§ **DATA RECORDS**:
------------------------------------------------------------

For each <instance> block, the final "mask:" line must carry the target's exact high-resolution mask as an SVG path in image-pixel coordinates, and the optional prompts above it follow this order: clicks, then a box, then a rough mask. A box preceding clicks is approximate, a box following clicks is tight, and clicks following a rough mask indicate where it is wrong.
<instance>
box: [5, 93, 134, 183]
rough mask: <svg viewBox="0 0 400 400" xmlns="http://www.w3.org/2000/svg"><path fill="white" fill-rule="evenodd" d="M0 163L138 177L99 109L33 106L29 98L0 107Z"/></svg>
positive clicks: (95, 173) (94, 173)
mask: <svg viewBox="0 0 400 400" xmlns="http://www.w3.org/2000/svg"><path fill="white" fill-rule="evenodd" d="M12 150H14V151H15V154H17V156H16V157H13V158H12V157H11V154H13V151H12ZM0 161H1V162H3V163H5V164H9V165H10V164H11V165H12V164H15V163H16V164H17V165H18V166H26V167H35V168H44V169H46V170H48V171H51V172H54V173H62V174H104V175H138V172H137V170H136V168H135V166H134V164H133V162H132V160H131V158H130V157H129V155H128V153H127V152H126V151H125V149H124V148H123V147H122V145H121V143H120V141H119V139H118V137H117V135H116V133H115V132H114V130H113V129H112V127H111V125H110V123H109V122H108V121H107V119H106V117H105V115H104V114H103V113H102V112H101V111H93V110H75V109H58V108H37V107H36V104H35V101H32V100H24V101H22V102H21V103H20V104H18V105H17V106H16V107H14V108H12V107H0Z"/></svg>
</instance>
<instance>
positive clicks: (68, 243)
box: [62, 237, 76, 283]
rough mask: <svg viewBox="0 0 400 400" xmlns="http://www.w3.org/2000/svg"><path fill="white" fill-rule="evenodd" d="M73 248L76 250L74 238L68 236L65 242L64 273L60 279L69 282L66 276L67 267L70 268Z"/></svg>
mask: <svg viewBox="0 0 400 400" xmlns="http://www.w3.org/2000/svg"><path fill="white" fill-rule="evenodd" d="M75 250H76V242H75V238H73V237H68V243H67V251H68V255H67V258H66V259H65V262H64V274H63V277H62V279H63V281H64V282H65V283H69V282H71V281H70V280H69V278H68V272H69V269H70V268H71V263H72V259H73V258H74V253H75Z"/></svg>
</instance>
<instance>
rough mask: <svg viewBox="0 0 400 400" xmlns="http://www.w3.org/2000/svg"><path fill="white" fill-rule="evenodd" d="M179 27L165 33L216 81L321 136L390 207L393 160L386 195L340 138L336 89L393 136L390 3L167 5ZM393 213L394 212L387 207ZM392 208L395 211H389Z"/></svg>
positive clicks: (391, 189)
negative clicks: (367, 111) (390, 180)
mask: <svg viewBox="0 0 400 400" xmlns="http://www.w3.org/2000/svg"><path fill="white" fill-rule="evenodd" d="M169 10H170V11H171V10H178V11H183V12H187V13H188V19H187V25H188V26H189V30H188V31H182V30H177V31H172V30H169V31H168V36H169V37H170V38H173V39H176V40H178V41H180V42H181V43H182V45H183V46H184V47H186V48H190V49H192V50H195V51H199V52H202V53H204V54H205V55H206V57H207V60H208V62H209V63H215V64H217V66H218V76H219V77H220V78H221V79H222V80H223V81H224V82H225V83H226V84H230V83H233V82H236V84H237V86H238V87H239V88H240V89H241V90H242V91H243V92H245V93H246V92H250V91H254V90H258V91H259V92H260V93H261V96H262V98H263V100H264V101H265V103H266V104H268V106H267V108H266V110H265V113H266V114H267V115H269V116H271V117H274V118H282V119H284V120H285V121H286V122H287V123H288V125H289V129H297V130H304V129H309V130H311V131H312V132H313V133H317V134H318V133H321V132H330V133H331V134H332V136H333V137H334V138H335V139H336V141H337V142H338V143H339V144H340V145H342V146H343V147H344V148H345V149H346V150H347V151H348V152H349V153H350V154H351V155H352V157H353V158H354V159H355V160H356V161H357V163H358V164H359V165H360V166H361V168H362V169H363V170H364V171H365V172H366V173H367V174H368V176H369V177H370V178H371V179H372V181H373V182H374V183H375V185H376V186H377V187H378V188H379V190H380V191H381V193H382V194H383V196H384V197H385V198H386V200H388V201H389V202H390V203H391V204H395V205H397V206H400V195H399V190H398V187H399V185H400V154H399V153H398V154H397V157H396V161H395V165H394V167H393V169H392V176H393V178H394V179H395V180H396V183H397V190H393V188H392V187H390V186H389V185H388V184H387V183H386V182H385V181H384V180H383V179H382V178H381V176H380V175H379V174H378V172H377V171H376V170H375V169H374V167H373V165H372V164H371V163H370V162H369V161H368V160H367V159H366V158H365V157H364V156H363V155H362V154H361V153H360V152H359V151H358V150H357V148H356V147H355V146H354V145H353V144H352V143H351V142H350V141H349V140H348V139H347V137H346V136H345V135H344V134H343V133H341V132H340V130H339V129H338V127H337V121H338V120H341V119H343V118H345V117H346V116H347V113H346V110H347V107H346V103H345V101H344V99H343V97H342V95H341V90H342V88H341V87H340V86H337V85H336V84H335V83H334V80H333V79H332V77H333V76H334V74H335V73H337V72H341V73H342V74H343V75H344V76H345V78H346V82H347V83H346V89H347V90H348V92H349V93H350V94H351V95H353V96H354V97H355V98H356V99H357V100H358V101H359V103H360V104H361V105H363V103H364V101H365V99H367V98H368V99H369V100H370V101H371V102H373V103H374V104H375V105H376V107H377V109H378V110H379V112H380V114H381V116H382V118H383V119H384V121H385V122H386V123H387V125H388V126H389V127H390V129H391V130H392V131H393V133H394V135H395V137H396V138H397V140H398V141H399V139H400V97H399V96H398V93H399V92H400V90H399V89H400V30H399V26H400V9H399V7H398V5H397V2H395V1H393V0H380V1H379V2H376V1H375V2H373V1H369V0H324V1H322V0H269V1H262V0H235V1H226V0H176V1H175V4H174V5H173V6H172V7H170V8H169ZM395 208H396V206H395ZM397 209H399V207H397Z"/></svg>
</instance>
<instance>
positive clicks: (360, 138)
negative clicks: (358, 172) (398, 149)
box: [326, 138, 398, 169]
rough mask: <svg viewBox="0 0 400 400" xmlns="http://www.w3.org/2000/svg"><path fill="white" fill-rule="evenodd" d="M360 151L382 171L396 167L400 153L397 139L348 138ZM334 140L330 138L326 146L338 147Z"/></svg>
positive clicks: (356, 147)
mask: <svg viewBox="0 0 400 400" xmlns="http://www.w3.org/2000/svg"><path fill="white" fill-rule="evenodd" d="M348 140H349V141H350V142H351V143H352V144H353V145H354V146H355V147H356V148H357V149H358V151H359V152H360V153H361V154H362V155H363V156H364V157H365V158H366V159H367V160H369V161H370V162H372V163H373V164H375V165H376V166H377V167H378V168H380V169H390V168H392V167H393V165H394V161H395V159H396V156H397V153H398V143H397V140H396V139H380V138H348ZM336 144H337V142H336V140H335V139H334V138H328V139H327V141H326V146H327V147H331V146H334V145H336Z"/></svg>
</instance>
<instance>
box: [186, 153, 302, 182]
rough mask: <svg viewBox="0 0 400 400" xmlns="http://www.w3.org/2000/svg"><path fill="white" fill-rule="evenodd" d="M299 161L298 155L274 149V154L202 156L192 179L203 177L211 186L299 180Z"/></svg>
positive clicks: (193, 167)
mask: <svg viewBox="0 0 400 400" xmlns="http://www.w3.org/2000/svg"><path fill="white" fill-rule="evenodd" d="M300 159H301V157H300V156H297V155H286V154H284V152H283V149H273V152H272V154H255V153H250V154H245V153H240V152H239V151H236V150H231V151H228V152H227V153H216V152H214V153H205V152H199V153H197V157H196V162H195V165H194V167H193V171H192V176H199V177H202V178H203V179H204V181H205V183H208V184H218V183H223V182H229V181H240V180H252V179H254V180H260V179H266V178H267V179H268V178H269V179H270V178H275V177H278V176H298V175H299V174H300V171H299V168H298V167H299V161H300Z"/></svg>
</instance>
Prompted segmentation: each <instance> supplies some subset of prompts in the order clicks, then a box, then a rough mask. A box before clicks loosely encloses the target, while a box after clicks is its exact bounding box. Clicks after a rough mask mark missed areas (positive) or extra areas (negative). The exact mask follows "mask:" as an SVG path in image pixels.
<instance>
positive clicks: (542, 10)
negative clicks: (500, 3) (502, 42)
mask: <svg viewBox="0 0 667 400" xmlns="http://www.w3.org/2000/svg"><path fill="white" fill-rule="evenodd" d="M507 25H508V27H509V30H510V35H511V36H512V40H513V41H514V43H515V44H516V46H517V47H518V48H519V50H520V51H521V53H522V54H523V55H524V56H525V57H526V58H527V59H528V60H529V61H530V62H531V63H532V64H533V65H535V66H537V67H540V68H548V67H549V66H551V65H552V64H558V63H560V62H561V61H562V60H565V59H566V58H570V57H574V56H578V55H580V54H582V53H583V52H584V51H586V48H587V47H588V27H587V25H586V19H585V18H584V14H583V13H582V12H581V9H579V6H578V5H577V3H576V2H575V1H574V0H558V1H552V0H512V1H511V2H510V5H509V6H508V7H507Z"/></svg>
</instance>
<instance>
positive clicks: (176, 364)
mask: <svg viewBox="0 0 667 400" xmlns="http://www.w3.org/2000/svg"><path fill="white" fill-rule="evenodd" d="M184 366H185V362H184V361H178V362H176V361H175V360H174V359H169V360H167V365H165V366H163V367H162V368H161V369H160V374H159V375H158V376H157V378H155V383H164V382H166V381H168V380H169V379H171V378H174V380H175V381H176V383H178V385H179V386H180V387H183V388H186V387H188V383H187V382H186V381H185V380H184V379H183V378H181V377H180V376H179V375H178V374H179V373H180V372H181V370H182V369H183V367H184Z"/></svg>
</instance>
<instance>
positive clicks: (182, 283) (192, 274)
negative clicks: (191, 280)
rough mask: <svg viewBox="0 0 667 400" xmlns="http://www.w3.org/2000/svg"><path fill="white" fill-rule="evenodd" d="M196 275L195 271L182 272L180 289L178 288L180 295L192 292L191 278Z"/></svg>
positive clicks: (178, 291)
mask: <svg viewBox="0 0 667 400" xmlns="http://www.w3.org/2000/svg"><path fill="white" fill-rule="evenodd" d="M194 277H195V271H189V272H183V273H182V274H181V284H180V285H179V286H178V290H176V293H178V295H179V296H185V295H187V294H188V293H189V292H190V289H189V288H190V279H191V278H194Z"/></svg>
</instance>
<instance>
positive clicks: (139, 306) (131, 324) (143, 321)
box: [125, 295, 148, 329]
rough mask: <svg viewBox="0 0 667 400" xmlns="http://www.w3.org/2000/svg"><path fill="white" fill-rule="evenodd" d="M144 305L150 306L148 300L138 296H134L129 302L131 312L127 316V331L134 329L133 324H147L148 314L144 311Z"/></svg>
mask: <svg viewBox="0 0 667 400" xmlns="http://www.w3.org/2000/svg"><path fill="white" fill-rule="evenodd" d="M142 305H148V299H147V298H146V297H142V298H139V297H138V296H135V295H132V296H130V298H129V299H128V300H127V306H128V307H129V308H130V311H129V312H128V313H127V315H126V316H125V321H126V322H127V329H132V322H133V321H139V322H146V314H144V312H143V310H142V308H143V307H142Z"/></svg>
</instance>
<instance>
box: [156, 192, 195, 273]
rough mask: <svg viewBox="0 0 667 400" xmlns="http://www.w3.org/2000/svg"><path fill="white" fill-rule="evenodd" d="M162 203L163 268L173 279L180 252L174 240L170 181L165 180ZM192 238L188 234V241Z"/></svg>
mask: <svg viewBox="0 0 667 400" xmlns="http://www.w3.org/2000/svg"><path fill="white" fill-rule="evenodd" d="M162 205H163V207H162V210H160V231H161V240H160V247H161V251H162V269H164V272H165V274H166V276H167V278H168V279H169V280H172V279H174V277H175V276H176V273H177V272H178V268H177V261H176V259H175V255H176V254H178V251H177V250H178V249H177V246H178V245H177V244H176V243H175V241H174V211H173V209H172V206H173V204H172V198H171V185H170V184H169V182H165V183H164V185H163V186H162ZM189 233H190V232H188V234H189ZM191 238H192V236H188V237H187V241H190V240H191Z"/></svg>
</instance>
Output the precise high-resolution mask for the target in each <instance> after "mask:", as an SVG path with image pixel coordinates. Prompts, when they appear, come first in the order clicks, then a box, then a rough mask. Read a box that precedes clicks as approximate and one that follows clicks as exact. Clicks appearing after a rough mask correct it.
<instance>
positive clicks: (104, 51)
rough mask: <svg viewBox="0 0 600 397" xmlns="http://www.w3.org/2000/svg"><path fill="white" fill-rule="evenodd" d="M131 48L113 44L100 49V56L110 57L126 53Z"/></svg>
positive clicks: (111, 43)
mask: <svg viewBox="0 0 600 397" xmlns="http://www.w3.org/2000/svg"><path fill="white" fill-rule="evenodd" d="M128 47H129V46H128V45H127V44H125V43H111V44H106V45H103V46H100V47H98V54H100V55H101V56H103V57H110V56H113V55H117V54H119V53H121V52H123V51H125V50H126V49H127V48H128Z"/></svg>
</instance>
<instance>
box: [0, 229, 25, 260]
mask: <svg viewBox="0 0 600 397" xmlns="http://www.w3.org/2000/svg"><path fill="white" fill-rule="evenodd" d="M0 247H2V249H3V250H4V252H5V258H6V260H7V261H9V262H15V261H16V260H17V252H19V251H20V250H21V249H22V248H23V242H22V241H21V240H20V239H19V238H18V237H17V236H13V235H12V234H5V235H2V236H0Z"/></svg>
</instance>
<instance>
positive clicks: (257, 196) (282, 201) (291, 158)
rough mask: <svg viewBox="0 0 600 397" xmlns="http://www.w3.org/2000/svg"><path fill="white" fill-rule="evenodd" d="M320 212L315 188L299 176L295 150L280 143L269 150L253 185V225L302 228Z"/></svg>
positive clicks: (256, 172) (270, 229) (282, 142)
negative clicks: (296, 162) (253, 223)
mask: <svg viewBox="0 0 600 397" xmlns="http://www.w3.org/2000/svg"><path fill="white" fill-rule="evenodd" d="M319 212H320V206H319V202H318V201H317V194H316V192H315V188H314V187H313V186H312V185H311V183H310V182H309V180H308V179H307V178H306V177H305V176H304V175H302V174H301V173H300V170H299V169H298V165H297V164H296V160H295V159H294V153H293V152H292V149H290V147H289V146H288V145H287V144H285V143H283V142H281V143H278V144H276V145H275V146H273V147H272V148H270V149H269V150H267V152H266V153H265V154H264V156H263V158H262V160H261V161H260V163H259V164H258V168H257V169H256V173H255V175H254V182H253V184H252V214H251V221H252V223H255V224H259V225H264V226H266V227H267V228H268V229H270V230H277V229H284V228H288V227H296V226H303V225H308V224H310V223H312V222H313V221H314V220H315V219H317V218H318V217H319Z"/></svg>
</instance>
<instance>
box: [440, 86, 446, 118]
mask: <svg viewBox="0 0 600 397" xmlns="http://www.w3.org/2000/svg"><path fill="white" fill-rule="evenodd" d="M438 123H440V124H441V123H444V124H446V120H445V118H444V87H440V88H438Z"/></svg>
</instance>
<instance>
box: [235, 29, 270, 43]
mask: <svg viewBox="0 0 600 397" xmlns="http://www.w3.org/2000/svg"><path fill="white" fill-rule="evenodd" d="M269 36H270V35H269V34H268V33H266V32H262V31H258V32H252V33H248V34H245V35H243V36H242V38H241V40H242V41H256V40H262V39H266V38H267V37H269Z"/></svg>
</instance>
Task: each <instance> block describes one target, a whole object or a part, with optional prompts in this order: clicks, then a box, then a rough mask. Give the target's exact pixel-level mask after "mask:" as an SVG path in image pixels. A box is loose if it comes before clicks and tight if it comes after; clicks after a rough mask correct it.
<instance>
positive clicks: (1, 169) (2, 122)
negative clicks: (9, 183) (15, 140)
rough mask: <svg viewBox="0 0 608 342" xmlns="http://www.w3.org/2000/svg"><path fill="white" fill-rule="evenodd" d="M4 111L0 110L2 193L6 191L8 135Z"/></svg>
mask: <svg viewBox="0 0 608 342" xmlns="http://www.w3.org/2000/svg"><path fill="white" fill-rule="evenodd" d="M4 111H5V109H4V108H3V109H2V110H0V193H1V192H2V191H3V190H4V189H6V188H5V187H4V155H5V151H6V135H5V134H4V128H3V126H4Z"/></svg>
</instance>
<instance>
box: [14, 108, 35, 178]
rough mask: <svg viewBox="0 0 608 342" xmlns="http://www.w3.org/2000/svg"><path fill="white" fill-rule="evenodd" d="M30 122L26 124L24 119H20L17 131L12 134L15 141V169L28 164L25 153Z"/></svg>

------------------------------------------------------------

§ **YOUR ASSIGNMENT**: Pull out each line in the records that contains the string "bounding". Matches must have the same case.

§ **RESPONSE AREA**:
Prompted segmentation: each <instance> supplies some subset of prompts in the order clicks, then a box, then a rough mask. A box before clicks loosely encloses the target, while a box after clicks is its exact bounding box. Clicks after a rough mask mark missed areas (positive) or extra areas (negative). The exact mask follows "mask:" as an SVG path in image pixels.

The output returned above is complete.